» **Text**:
# # # #
[Pal-dc] IGF Baku - Workshop 146 outcomes 'Intellectual property rights and the freedom to share'

Julia Brungs Julia.Brungs at ifla.org
Mon Nov 12 09:53:39 GMT 2012


Dear all,

 

IFLA's final workshop at the IGF 2012 took place on the morning of
Thursday 8th November in Baku. The IFLA Director of Policy and Advocacy
participated in a panel on intellectual property and the freedom to
share, and the session proved to be one of the most lively yet.

The panelists were diverse - two teenagers from the IGF's youth forum
started the discussion by talking about young people's views towards
file-sharing ('make material cheaper and more attractive and perhaps
people won't illegally take it') before the way that current copyright
frameworks don't favour 21st century library activities were
enthusiastically discussed by panellists and audience alike.
# # # #
» **Problem requirements**: Decide whether each statement agrees with the post about the IGF workshop. Answer yes or no for each, and quote the deciding words from the post. 1. The workshop took place on the afternoon of Thursday 8th November. 2. Two teenagers from the IGF's youth forum opened the discussion. 3. The session turned out to be one of the quieter ones.
# # # #
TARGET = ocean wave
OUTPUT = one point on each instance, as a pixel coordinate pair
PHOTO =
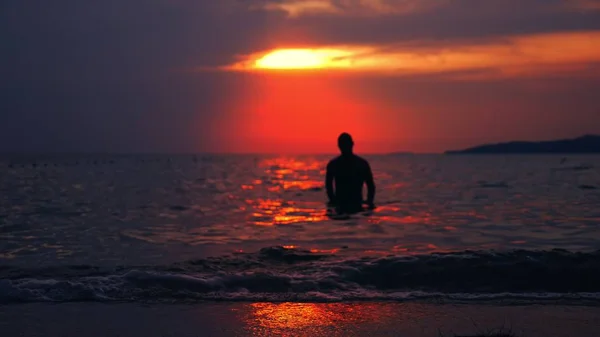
(280, 274)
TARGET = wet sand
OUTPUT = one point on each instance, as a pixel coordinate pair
(295, 319)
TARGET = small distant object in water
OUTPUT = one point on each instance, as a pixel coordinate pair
(500, 184)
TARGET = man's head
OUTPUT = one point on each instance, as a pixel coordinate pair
(345, 143)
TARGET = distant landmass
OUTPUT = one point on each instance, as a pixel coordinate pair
(585, 144)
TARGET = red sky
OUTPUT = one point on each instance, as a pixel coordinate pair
(210, 76)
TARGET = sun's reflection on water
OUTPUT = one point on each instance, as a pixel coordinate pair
(272, 205)
(289, 319)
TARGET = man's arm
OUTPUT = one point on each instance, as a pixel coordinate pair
(329, 176)
(370, 186)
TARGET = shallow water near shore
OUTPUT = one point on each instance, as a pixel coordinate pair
(255, 228)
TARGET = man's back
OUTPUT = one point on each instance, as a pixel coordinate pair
(349, 172)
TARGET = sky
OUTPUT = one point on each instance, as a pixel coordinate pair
(287, 76)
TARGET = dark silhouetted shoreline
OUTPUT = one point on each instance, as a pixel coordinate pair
(584, 144)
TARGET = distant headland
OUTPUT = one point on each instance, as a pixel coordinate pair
(585, 144)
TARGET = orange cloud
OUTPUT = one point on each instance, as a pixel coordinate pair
(295, 8)
(510, 56)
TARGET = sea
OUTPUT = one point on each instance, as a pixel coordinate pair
(190, 228)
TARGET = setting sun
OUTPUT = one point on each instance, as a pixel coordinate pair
(301, 59)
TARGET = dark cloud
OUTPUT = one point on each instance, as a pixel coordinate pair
(115, 75)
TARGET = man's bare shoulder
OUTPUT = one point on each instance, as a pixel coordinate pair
(362, 161)
(333, 162)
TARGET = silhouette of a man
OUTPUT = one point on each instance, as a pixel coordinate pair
(349, 172)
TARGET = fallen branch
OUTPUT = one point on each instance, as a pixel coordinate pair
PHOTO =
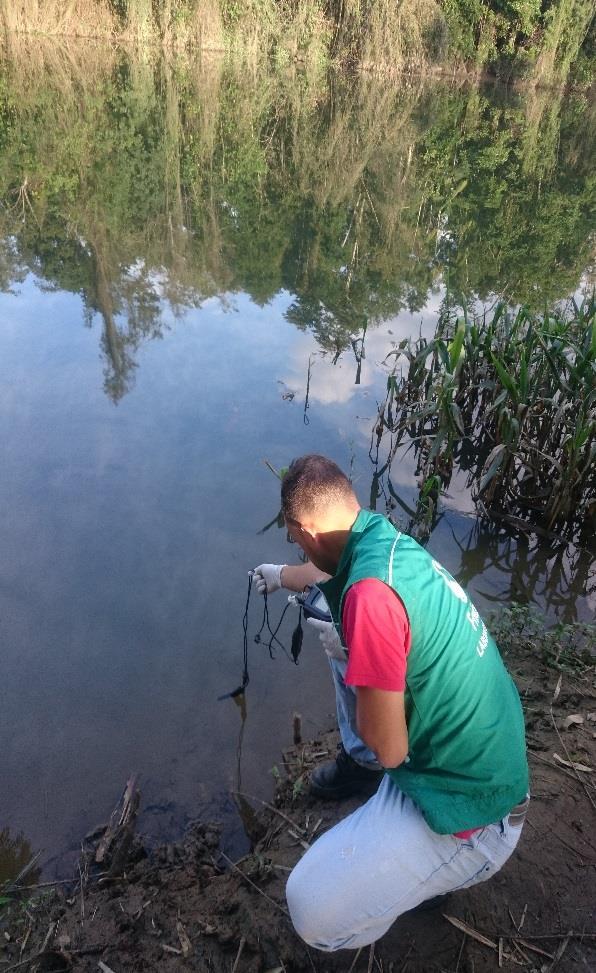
# # # #
» **Exercise result**:
1. No: "took place on the morning of Thursday 8th November in Baku"
2. Yes: "two teenagers from the IGF's youth forum started the discussion"
3. No: "the session proved to be one of the most lively yet"